*** Opening EXERCISE PASSAGE ***
13 Earmarked Balances
(a) The balance retention from Panna Mukta Tapti (PMT) JV consortium amounting to Rs.21.80 crore (Previous Year: Rs.20.40 crore) (shown in Note No 9B) is kept as Earmarked Balance in short term deposit in banks. It includes interest accrued but not due amounting to Rs.0.15 crore (Previous Year: Rs.0.26 crore). This interest income does not belong to the Company and not accounted for as income.
(b) Liability on account of “Gas Pool Account” amounting to Rs.268.56 crore (Previous Year: Rs.927.87 crore) (shown in Note No. 14) represents amount held by the Company as custodian pursuant to directions of MOPNG. The amount received is kept as Earmarked Fund in the form of Short Term Deposits in banks (shown in Note No 9B). It includes interest accrued but not due amounting to Rs.4.55 crore (Previous Year: Rs.14.91 crore). This interest does not belong to the Company and not accounted for as income.
(c) Gas Pool Money (Provisional) shown under “Other Long Term Liabilities” amounting to Rs.655.48 crore (Previous Year: Rs.1,006.79 crore) (shown in Note No 14) with a corresponding debit thereof under Trade Receivable (after reversal during the year in case of certain customers) will be invested/paid as and when said amount is received from the customers.
(d) Liability on account of Pipeline Overrun and Imbalance Charges amounting to Rs.99.74 crore (Previous Year: Rs.85.81 crore) (shown in Note No 14) represents amount held by the Company as custodian pursuant to directions of PNGRB. The amount received is kept as Earmarked Fund in the form of Short Term Deposits in banks (shown in Note No.9B). It includes interest accrued but not due amounting to Rs.382 crore (Previous Year: Rs.3.93 crore) on short term deposits. This interest does not belong to the Company and not accounted for as income.
14 The Company has an equity investment amounting to Rs.974.31 crore, in a joint venture company, Ratnagiri Gas and Power Private Limited (RGPPL), which is equivalent to 25.50% of the paid up equity capital of RGPPL as on 31stMarch 2017.
RGPPL is in the process of restructuring its business by way of de-merger of its LNG business into a separate company effective from 1st January 2016. The scheme of Demerger has been approved by the Board of RGPPL, all the Shareholders including GAIL & NTPC, as well as by the majority of Lenders and has been filed with National Company Law Tribunal, New Delhi on 23rd December 2016 for approval.
In order to comply with the provisions of Ind AS 36 on “Impairment of Assets” and for ascertaining the amount to be impaired as on 31st March 2017 from aforesaid investments the company has, along with RGPPL and other shareholder NTPC Ltd, undertaken impairment study of assets of RGPPL. Based upon the impairment study a provision of Rs.783 crore is made during the year towards impairment loss in carrying value of aforesaid investment. Amount of impairment has been shown as exceptional item in the statement of profit & loss.
*** Closing EXERCISE PASSAGE ***
# [WHAT IS BEING ASKED]
In the financial notes above, what share of the paid-up equity capital of Ratnagiri Gas and Power Private Limited (RGPPL) does the Company's equity investment represent?
*** Opening INFORMATION PROVIDED ***
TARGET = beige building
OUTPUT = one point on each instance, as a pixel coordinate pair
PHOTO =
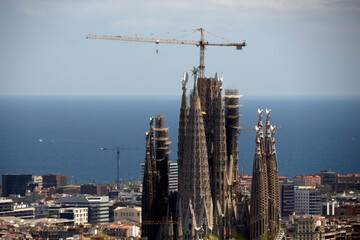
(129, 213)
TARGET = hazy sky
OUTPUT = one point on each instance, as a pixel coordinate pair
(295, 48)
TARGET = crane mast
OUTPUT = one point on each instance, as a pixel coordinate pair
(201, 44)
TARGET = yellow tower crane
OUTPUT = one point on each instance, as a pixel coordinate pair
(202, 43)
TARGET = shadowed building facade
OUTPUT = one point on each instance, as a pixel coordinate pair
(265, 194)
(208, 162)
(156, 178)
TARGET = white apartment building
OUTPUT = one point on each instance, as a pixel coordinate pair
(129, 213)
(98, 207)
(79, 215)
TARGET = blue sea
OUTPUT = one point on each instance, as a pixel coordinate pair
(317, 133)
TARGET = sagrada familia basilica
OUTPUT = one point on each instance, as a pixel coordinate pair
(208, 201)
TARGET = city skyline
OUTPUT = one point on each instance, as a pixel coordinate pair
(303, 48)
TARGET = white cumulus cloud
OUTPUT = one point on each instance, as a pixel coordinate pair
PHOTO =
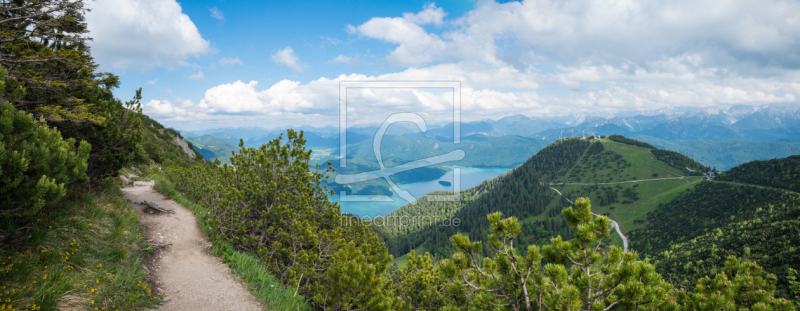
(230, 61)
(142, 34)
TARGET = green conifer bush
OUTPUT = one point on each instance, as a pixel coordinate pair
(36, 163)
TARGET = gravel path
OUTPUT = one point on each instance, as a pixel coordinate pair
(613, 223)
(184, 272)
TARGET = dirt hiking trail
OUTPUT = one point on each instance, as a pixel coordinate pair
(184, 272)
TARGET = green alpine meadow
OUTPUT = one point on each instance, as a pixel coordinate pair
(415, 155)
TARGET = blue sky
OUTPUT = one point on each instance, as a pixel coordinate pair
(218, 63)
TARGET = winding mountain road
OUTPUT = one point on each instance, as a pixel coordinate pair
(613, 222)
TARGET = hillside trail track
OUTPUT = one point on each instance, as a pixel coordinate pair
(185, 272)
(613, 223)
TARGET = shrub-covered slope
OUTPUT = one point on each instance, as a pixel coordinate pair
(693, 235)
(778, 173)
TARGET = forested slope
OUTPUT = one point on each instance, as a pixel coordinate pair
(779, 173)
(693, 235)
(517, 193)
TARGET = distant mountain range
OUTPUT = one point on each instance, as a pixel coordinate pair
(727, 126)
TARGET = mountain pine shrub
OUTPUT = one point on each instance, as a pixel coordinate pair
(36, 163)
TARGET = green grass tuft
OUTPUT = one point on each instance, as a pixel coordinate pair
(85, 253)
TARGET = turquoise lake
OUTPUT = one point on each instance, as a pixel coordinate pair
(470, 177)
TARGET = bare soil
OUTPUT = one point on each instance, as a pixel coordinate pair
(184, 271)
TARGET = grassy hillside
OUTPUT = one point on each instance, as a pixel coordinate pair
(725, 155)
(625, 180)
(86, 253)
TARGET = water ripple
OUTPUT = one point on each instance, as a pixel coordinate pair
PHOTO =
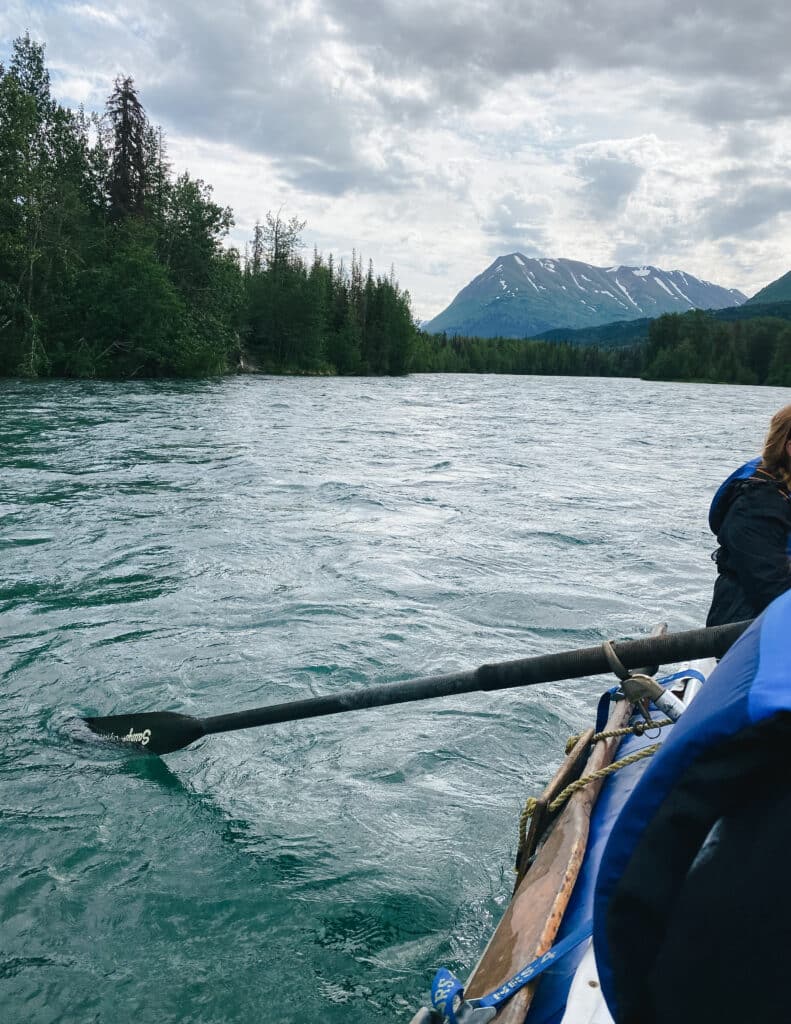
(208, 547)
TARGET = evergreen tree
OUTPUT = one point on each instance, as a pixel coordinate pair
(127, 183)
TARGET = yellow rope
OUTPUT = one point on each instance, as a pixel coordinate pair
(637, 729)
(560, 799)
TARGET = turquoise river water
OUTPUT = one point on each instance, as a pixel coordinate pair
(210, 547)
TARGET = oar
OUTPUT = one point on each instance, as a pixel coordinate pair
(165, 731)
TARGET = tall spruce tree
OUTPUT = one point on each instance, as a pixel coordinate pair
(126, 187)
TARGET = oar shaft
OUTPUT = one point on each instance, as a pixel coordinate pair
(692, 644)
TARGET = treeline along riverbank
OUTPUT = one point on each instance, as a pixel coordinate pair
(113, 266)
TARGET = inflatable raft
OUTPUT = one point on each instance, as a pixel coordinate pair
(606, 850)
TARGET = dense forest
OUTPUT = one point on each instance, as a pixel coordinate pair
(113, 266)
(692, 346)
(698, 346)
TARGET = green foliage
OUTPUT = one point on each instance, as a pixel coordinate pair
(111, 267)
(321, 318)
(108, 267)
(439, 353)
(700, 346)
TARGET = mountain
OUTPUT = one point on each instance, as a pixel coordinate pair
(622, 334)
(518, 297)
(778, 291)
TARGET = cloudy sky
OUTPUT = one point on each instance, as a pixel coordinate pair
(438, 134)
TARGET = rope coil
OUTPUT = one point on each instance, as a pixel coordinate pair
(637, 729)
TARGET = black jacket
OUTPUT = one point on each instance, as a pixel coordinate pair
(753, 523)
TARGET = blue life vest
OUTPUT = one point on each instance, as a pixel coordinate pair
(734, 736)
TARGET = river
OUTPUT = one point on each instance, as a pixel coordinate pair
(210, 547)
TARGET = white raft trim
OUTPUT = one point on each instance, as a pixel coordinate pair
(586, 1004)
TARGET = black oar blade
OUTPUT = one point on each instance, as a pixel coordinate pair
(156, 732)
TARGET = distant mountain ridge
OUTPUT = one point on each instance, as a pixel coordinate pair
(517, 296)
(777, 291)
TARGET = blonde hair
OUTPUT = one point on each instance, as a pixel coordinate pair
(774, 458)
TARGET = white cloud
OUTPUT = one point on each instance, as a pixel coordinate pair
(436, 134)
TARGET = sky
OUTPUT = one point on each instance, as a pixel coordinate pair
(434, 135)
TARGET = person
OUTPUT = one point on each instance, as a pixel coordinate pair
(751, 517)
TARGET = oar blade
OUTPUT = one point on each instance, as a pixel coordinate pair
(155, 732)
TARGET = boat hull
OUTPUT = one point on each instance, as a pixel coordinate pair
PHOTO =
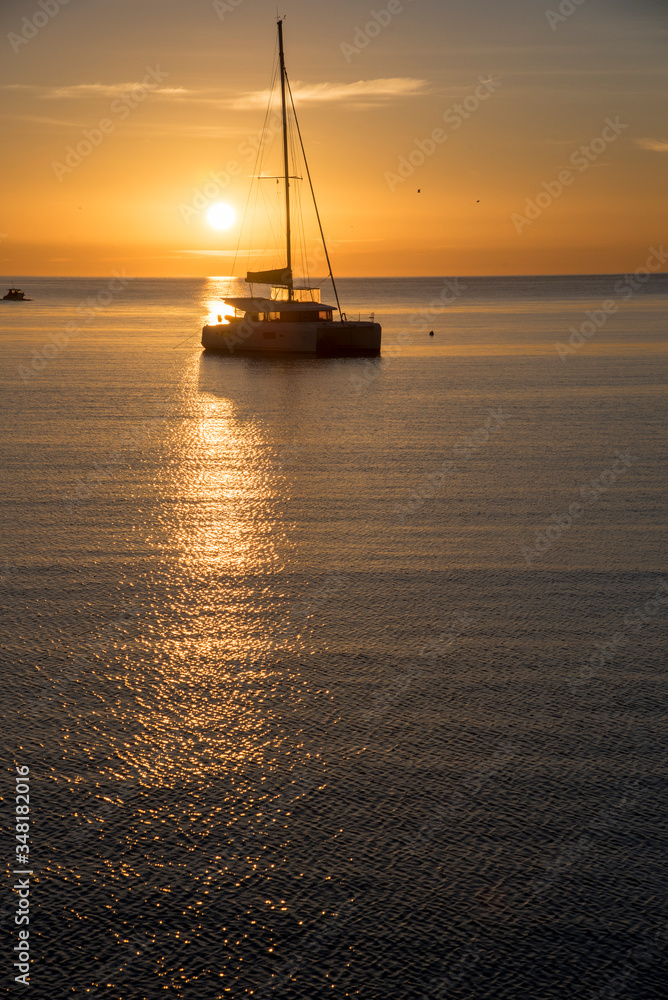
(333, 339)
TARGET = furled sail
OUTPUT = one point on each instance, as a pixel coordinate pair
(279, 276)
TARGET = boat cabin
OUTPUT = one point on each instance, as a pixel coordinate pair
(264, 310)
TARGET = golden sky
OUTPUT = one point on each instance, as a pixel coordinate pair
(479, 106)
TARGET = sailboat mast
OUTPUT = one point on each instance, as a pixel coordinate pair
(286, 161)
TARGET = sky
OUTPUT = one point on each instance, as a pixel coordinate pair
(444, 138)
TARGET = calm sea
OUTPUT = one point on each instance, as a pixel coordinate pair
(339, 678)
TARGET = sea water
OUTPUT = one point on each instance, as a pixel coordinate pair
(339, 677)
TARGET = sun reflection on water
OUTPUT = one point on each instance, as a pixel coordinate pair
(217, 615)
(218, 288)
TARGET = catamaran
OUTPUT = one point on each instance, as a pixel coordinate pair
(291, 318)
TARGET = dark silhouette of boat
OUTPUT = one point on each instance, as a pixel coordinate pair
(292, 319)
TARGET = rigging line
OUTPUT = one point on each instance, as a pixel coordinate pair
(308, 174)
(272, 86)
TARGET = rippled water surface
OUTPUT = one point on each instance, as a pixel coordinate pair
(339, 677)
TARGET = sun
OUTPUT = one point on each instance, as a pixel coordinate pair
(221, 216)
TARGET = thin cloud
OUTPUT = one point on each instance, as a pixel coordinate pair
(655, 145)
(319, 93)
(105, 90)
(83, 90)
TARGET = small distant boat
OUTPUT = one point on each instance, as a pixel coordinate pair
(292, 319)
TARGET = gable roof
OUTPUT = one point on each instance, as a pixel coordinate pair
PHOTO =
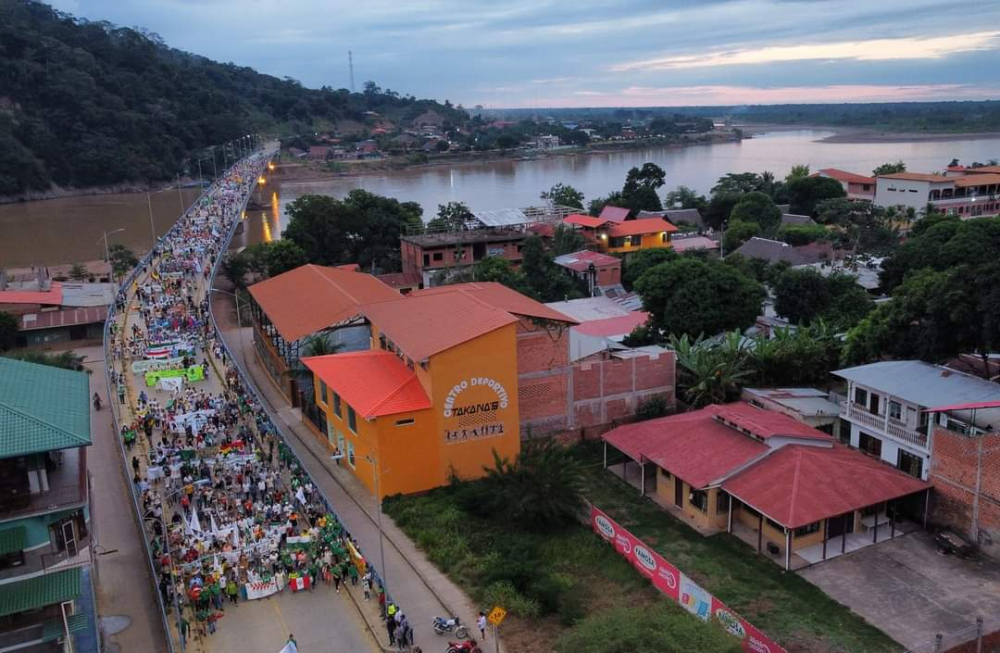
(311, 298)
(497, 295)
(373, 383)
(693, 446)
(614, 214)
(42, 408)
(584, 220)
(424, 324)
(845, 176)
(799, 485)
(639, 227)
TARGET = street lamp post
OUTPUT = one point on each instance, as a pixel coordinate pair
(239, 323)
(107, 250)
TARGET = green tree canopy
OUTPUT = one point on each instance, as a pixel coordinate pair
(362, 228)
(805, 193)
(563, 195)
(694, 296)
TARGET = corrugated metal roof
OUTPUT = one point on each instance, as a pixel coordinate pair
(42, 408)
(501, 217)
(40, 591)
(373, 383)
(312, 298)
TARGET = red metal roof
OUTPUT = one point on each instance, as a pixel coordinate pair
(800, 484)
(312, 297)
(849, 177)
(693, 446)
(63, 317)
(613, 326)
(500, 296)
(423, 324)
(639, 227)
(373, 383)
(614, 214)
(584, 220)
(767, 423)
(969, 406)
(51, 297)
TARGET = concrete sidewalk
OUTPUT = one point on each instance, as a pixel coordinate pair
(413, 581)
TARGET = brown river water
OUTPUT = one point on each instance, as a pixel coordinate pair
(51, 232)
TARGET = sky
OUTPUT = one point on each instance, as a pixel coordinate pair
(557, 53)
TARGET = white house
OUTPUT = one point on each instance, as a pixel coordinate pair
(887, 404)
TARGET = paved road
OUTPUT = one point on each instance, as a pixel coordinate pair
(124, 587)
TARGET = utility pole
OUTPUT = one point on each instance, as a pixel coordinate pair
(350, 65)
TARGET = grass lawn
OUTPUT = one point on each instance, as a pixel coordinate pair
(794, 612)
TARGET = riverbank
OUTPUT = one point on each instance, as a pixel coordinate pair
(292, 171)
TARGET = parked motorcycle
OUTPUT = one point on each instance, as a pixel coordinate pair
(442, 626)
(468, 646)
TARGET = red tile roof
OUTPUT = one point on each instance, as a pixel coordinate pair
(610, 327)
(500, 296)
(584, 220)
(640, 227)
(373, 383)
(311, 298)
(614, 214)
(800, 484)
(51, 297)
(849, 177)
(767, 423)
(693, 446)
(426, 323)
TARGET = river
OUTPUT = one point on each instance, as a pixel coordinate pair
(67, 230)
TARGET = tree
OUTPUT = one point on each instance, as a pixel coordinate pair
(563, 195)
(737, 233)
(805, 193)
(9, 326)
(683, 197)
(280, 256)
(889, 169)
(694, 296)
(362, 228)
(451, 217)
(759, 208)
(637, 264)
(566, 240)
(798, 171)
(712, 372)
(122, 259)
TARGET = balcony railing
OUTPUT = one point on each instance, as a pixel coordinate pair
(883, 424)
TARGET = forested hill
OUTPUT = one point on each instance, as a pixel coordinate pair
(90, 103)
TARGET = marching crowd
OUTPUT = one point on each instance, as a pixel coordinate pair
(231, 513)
*** Closing INFORMATION PROVIDED ***
# [RESULT FOR THIS TASK]
It represents 25.50% of RGPPL's paid-up equity capital as on 31st March 2017.